● Source

######

So much for horror stories.



Is war ever necessary?  Aggressive war should never be justified.  Whether it is an attack on another nation, ethnic or religious group, or tribe it should never happen.  But defending oneself against such an attack is probably, unfortunately, necessary.  Whether the aggressor is another country or a terrorist organization, defence is justified. 



Wars tend to be started by governments of older men, and now women.  They are then fought by young men and women. 



One of the forms of warfare that we are seeing vividly today is civil war.  Civil war is never civil and as we see in Syria, it can be very violent and cruel. In the past 30 years there have been several civil wars in Africa alone – Somalia (Black Hawk Down), Sudan, Rwanda, the Congo and Nigeria and several of these civil wars are still ongoing.   The American Civil War in 1861 to 1865 had the largest number of American battle deaths of any war ever fought by the United States.  Over 600,000 killed.



Whether aggressive or defensive, war is hell.

######

● Problems
**1.** Print the portion of the essay on war that begins at the words "Wars tend to" and stops after the words "war is hell.".
**2.** Write what comes next in the essay on war, picking up after its final sentence.
The data that come next have no role in anything asked here.

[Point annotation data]
######

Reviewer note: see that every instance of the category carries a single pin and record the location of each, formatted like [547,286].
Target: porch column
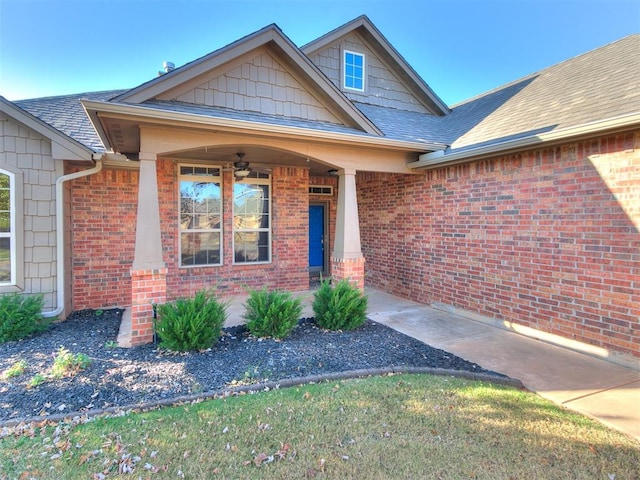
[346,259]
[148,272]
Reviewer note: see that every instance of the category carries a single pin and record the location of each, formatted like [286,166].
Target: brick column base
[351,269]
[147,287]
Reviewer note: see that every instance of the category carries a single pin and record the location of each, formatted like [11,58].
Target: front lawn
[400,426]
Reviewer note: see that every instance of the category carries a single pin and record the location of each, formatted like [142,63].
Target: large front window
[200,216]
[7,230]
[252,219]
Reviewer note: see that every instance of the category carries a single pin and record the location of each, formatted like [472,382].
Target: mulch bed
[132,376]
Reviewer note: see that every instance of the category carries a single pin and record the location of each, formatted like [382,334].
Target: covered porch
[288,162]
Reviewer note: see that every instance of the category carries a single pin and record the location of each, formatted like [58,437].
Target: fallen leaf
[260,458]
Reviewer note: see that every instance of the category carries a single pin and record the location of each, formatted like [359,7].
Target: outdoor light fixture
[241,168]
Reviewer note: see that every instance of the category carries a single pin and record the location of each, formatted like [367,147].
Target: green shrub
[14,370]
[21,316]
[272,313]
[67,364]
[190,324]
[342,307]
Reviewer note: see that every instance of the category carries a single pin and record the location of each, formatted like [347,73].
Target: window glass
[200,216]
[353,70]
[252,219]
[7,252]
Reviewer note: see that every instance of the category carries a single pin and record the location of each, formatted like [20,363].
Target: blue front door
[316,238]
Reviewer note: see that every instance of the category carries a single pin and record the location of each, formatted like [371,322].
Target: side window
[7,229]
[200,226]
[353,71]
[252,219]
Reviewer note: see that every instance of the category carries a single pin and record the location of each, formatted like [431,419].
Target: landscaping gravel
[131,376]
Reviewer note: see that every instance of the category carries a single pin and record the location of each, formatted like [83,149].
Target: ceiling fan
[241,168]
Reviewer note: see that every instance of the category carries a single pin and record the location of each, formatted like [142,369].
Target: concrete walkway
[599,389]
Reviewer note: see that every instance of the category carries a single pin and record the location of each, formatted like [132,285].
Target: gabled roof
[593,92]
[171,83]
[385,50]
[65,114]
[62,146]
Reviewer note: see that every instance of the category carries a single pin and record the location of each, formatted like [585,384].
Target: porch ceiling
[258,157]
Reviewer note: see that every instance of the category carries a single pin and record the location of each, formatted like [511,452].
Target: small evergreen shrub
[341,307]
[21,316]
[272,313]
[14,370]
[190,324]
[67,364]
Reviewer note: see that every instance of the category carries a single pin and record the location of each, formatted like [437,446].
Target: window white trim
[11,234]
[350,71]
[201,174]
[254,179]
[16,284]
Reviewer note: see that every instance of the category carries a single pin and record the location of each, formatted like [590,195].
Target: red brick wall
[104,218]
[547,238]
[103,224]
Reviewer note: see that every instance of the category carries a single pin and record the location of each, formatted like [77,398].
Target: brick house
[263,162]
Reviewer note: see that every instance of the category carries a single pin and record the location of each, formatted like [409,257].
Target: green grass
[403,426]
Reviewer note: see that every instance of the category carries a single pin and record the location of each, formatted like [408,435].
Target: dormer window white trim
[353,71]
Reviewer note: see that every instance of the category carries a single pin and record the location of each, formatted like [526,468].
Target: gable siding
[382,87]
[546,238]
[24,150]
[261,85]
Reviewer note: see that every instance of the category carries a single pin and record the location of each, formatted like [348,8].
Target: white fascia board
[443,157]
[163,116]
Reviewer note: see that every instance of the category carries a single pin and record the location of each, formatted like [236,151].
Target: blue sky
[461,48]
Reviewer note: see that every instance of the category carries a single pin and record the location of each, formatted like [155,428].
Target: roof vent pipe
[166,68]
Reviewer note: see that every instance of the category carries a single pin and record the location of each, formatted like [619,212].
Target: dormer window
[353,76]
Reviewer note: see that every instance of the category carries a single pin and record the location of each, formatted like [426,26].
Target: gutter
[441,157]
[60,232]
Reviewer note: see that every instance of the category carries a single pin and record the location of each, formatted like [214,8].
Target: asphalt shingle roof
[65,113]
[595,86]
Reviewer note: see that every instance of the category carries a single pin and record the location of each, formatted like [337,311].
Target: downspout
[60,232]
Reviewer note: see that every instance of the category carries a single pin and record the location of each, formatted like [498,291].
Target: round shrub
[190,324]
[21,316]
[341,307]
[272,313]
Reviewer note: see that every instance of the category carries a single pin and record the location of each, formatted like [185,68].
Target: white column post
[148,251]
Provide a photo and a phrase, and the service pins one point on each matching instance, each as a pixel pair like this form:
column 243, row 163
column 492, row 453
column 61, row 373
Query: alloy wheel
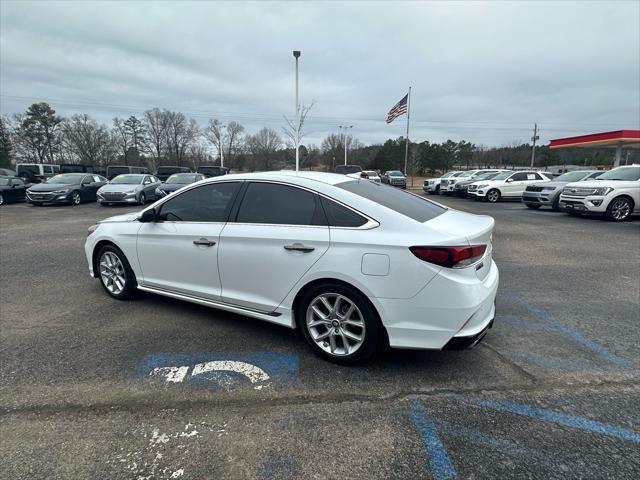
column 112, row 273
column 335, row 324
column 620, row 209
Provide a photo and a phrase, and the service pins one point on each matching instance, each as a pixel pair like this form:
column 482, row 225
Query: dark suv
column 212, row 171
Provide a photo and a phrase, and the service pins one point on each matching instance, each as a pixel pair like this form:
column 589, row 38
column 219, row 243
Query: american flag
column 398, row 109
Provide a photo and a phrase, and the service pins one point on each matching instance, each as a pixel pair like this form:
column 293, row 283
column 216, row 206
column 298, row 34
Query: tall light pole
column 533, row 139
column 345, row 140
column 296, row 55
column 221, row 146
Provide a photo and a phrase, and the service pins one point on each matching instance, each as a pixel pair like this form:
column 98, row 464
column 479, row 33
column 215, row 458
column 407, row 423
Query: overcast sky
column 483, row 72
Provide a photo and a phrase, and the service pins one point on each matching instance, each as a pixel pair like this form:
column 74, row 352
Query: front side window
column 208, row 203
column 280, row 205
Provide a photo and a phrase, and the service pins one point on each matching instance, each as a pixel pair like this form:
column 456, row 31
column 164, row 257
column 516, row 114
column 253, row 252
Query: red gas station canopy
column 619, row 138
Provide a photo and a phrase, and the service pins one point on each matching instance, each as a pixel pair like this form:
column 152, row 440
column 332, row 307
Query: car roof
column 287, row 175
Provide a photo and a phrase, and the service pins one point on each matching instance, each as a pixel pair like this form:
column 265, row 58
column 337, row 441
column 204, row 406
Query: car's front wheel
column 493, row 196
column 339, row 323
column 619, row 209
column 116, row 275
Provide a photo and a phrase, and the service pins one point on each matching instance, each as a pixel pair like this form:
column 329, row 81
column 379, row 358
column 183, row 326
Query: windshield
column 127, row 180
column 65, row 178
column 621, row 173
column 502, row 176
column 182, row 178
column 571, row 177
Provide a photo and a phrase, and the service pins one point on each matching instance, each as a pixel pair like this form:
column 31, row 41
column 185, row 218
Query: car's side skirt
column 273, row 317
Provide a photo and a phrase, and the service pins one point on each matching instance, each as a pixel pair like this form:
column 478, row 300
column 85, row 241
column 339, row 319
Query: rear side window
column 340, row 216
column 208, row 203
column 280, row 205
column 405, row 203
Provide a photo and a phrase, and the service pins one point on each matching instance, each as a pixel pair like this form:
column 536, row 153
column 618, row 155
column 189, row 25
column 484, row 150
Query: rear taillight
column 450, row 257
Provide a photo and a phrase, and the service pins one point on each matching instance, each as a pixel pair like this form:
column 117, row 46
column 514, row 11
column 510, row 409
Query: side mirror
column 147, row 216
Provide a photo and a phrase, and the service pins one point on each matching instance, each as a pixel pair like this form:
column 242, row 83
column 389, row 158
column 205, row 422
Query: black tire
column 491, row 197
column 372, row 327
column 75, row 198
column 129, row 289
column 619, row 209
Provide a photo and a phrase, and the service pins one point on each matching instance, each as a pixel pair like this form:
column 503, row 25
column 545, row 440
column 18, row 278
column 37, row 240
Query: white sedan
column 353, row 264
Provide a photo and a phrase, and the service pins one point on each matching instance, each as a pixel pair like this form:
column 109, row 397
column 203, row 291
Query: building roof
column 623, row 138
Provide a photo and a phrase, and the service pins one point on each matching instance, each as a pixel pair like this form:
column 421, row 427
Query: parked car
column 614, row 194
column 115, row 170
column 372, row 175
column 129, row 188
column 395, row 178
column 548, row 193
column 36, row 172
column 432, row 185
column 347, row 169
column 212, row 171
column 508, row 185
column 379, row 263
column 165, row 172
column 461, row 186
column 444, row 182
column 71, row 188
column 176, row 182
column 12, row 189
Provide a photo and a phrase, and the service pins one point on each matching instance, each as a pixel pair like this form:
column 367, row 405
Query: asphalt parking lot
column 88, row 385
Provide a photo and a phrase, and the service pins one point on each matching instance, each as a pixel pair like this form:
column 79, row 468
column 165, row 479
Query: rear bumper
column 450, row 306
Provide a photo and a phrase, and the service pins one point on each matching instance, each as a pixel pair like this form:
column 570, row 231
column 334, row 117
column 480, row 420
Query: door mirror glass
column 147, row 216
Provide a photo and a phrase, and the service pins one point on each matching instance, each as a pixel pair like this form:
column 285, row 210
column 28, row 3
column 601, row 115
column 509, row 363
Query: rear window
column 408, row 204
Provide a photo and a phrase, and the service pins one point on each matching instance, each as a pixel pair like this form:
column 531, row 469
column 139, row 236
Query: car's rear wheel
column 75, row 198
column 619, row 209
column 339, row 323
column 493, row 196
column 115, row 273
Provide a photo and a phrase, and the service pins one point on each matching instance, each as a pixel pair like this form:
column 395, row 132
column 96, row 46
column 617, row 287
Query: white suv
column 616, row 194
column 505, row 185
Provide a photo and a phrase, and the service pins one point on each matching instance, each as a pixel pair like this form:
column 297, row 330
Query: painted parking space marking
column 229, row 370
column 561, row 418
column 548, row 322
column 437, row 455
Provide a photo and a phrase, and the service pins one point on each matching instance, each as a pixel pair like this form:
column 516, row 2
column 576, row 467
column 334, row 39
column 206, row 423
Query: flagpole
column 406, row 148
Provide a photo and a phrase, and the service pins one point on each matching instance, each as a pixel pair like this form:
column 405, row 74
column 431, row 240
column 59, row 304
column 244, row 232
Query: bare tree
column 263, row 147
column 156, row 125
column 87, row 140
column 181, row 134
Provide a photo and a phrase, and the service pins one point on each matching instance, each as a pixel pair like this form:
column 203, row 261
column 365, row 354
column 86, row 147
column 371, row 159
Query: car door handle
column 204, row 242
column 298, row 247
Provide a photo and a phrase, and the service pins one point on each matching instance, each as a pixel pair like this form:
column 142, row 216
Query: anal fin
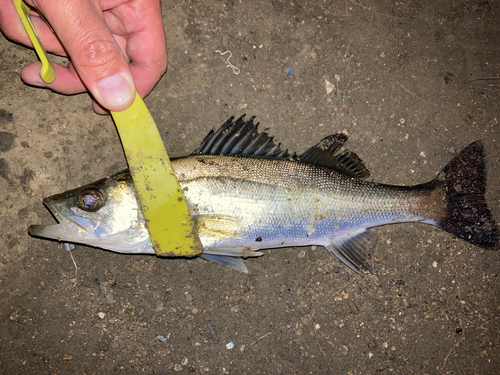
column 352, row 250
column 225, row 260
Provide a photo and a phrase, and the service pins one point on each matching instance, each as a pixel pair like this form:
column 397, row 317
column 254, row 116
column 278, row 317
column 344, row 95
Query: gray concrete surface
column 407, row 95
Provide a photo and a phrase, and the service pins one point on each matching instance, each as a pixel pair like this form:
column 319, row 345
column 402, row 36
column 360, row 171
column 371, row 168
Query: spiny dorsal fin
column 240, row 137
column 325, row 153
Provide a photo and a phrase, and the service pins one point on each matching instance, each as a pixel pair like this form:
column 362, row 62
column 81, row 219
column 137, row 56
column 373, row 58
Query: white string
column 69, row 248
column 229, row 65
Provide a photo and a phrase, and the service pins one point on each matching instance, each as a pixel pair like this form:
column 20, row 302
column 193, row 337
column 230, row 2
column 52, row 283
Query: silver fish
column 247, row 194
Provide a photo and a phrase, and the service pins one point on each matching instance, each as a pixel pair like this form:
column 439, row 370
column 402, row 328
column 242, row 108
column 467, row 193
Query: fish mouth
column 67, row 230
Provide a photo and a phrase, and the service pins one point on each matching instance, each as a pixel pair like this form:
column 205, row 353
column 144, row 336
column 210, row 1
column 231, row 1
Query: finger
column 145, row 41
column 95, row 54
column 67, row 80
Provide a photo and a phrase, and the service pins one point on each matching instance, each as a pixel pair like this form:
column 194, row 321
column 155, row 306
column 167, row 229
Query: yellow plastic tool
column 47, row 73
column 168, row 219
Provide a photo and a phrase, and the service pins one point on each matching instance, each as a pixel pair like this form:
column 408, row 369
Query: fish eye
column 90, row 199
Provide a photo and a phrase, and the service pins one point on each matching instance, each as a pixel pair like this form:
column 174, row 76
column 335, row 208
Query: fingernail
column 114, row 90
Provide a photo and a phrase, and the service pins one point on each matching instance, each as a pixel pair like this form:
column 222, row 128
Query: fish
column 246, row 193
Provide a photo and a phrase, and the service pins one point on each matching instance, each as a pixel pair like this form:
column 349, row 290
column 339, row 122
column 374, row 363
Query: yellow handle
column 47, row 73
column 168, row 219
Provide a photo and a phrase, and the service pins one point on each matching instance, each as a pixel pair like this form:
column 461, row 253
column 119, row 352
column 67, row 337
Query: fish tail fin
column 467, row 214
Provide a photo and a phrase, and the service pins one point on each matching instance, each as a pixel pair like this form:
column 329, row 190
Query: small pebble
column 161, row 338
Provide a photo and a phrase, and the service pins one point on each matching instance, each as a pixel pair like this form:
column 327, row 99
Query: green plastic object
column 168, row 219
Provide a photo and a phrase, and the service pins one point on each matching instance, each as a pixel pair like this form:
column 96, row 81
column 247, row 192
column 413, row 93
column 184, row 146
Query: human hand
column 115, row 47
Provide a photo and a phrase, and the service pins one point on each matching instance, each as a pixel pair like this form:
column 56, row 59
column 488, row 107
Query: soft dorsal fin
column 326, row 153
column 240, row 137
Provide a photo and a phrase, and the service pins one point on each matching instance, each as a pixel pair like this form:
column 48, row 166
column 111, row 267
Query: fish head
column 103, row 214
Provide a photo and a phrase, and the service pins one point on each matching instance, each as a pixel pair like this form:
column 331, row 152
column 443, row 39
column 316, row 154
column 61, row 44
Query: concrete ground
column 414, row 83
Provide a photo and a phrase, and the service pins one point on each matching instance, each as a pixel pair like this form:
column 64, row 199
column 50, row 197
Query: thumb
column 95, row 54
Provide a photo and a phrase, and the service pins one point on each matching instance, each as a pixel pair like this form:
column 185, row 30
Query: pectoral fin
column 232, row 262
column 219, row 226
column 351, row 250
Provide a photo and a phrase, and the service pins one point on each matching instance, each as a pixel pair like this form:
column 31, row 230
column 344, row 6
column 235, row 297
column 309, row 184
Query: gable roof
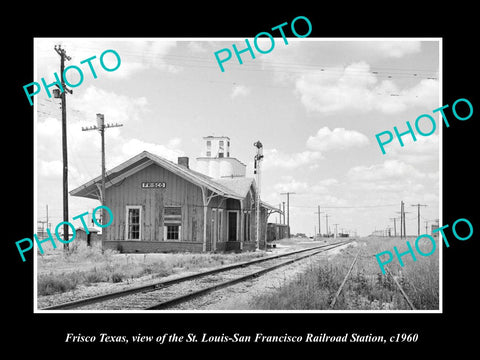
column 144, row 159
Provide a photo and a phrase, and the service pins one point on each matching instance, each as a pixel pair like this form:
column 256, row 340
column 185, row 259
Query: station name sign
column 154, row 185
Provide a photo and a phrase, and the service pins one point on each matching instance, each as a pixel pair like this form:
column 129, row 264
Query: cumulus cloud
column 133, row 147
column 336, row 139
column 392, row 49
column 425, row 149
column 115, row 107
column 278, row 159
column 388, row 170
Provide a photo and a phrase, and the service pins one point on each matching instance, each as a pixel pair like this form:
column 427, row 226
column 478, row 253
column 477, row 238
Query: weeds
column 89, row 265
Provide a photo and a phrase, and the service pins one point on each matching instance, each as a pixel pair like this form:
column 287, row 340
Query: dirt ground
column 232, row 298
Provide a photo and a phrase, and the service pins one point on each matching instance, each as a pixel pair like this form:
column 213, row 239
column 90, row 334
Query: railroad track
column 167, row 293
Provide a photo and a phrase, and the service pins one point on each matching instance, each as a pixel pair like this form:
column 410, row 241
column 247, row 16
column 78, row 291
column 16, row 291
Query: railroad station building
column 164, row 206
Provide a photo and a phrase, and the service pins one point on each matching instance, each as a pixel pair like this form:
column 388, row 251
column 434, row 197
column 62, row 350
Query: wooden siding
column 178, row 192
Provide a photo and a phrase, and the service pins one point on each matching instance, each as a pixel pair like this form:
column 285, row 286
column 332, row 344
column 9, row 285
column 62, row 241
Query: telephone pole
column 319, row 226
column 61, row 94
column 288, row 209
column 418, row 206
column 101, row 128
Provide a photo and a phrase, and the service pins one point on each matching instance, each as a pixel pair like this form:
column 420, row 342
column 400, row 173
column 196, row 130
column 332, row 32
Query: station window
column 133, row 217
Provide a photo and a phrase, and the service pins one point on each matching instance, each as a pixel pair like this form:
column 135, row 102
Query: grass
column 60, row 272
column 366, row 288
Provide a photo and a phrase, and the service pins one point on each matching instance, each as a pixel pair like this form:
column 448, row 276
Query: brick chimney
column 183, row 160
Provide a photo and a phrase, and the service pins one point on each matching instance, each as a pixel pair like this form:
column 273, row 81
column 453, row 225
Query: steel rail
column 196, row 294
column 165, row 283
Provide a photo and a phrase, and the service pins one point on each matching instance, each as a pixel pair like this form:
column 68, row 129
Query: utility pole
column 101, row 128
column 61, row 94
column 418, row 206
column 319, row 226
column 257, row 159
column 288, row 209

######

● Task-by-task outputs
**1.**
Wars tend to be started by governments of older men, and now women.  They are then fought by young men and women. 



One of the forms of warfare that we are seeing vividly today is civil war.  Civil war is never civil and as we see in Syria, it can be very violent and cruel. In the past 30 years there have been several civil wars in Africa alone – Somalia (Black Hawk Down), Sudan, Rwanda, the Congo and Nigeria and several of these civil wars are still ongoing.   The American Civil War in 1861 to 1865 had the largest number of American battle deaths of any war ever fought by the United States.  Over 600,000 killed.



Whether aggressive or defensive, war is hell.

**2.**
If wars have to be fought, how should they be carried out.  It is nice to think that we have the Geneva Conventions to keep war “civilized”.  They indicate the way war is supposed to be fought.  But once battle has been joined, war becomes armed chaos.  The Conventions are broken all the time, even by countries that we think are civilized and our allies.  Survival becomes the one measure of success.  In many cases, the original aim of a conflict is forgotten and fighting rages on regardless, as stated by General Colin Powell, “fighting often continues long past the point where a ‘rational’ calculation would indicate that the war should be ended.” The objective of the Iraq War was to change the regime of Saddam Hussein.  This was achieved within days of the initial attack.  The Iraq war went on for months, and in one form or another goes on today.



War is, indeed, Hell.



But there is one war that we should probably all fight.  It may be the war that will, finally, save civilization as no other war has ever done.  You don’t have to sign up for this war.  There is no army to join.  No drills to carry out. All you have to do is carry on with your life in a way that will sustain our planet. I speak, of course of the war on climate change.  This is a challenge you should all accept.



Thank you for your time and indulgence.  It has been my pleasure to be here today.